* _Request a_: Quote the court opinion excerpt on the cooperative association's tax deductions in full, word for word.

* _Text block_:
────────────────────────────────────────
In computing its taxable income, plaintiff did not elect to take a deduction as provided in article 2, chapter 7, part 11, of division 2 (i.e., s 24401 et seq.) of the Revenue and Taxation Code,2 but instead included its income received from the sale of water in its gross taxable income. It is clear from the arguments presented below and on appeal that since plaintiff suffered high losses in its water business, it was attempting to deduct its expenses that had been incurred in producing its water business income, said income being considered by defendant as resulting from or arising out of plaintiff's business activities for or with plaintiff's members or on a nonprofit basis with nonmembers and therefore excludable from gross income under sections 24401 and 24405. Plaintiff conceded, for the purpose of summary judgment, that it is a mutual or cooperative association within the meaning of section 24405. In disallowing plaintiff's request for a refund, defendant claimed that business conducted with nonmembers on a profit basis was taxable as such regardless of any loss on member and nonprofit nonmember business.
The parties thus initially placed into contention the construction of the provisions of section 24401, which states that in addition to the deductions provided in article 1, ‘there shall be allowed as deductions in computing taxable income the items specified in this article’ (emphasis added), and section 24405 which provides for the deduction of All income of cooperative or mutual associations, which income results from or arises out of business activities with members, or with nonmembers when done on a nonprofit basis. The court phrased the question as whether, under section 24401, plaintiff was required to deduct and thus exclude its income from its business under section 24405, or whether plaintiff could choose to ignore section 24405, and include its cooperative or mutual association business income in its gross income for taxation purposes.3
In a very carefully prepared and reasoned preliminary opinion, the trial court found that the words ‘shall be allowed’ of section 24401 is optional, and that plaintiff could choose not to take the deduction as provided in section 24405. However, the court felt the resolution of this question did not determine the issue on the motion for summary judgment, but instead raised the further question of whether, once plaintiff chose to ignore the deduction provided under section 24405, does it follow that plaintiff may deduct expenses allocable to such income in face of the prohibitions of sections 24421 and 24425. These sections provide that in computing net income, no deduction shall be allowed for any amount otherwise allowable as a deduction which is allocable to one or more classes of income ‘not included in the measure of the tax imposed by this part . . ..’ Following the parties' further briefing and argument, the court deemed that under section 24425, any income included in the gross income of a corporation ‘measures the tax,’ and felt that since plaintiff did not deduct its member and nonprofit income (s 24405), but instead included such income in its gross income, such member and nonprofit income was included in the ‘measure of the tax.’ The court concluded that section 24425 did not apply to prohibit the deduction of expenses against such income. Summary judgment for plaintiff was granted accordingly.
────────────────────────────────────────
* _Input for this task_:
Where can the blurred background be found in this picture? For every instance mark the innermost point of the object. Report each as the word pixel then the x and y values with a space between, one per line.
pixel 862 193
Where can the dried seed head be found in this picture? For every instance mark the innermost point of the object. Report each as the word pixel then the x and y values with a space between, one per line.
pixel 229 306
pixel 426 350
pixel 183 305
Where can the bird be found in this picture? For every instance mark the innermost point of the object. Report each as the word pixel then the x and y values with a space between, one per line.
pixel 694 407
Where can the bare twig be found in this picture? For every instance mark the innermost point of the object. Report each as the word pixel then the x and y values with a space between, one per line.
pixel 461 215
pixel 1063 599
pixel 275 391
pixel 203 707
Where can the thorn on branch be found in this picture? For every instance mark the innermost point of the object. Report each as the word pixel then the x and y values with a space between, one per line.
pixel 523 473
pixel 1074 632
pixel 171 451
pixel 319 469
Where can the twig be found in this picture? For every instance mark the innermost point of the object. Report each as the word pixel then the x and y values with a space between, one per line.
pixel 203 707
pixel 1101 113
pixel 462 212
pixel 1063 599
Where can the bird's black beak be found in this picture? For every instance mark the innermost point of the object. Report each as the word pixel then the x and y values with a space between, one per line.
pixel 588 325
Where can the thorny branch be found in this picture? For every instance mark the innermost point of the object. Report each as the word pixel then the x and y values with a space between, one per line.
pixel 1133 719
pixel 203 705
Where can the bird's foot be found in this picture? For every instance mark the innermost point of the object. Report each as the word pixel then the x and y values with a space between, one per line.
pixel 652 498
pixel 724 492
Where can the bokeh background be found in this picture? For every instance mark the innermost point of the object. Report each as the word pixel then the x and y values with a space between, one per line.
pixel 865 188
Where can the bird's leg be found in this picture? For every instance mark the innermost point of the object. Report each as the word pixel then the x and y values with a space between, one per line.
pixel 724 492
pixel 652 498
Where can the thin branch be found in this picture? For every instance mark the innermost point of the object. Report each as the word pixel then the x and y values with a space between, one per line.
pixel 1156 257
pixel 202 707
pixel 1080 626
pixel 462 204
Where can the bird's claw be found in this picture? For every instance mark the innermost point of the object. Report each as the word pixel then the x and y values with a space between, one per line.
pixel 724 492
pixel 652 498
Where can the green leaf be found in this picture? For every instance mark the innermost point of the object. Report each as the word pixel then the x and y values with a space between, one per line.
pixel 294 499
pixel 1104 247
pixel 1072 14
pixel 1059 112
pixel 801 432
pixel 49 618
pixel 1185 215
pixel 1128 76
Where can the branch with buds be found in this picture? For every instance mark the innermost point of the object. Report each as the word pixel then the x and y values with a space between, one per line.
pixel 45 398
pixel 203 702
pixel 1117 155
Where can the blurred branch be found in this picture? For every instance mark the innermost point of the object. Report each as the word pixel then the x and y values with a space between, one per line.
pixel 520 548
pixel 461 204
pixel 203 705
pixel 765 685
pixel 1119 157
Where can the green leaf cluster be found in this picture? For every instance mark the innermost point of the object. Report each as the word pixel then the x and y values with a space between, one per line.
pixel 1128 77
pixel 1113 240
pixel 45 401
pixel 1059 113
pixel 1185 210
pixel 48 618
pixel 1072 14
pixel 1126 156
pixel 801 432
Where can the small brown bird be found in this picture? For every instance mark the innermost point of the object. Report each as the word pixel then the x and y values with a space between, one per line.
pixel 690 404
────────────────────────────────────────
* _Request b_: Print everything in the rows from the line containing "Where can the thorn on" down to the line containing "pixel 319 469", including both of those lines, without changing a character.

* _Task answer a_:
In computing its taxable income, plaintiff did not elect to take a deduction as provided in article 2, chapter 7, part 11, of division 2 (i.e., s 24401 et seq.) of the Revenue and Taxation Code,2 but instead included its income received from the sale of water in its gross taxable income. It is clear from the arguments presented below and on appeal that since plaintiff suffered high losses in its water business, it was attempting to deduct its expenses that had been incurred in producing its water business income, said income being considered by defendant as resulting from or arising out of plaintiff's business activities for or with plaintiff's members or on a nonprofit basis with nonmembers and therefore excludable from gross income under sections 24401 and 24405. Plaintiff conceded, for the purpose of summary judgment, that it is a mutual or cooperative association within the meaning of section 24405. In disallowing plaintiff's request for a refund, defendant claimed that business conducted with nonmembers on a profit basis was taxable as such regardless of any loss on member and nonprofit nonmember business.
The parties thus initially placed into contention the construction of the provisions of section 24401, which states that in addition to the deductions provided in article 1, ‘there shall be allowed as deductions in computing taxable income the items specified in this article’ (emphasis added), and section 24405 which provides for the deduction of All income of cooperative or mutual associations, which income results from or arises out of business activities with members, or with nonmembers when done on a nonprofit basis. The court phrased the question as whether, under section 24401, plaintiff was required to deduct and thus exclude its income from its business under section 24405, or whether plaintiff could choose to ignore section 24405, and include its cooperative or mutual association business income in its gross income for taxation purposes.3
In a very carefully prepared and reasoned preliminary opinion, the trial court found that the words ‘shall be allowed’ of section 24401 is optional, and that plaintiff could choose not to take the deduction as provided in section 24405. However, the court felt the resolution of this question did not determine the issue on the motion for summary judgment, but instead raised the further question of whether, once plaintiff chose to ignore the deduction provided under section 24405, does it follow that plaintiff may deduct expenses allocable to such income in face of the prohibitions of sections 24421 and 24425. These sections provide that in computing net income, no deduction shall be allowed for any amount otherwise allowable as a deduction which is allocable to one or more classes of income ‘not included in the measure of the tax imposed by this part . . ..’ Following the parties' further briefing and argument, the court deemed that under section 24425, any income included in the gross income of a corporation ‘measures the tax,’ and felt that since plaintiff did not deduct its member and nonprofit income (s 24405), but instead included such income in its gross income, such member and nonprofit income was included in the ‘measure of the tax.’ The court concluded that section 24425 did not apply to prohibit the deduction of expenses against such income. Summary judgment for plaintiff was granted accordingly.

* _Task answer b_:
Where can the thorn on branch be found in this picture? For every instance mark the innermost point of the object. Report each as the word pixel then the x and y values with a space between, one per line.
pixel 523 473
pixel 1074 632
pixel 171 451
pixel 319 469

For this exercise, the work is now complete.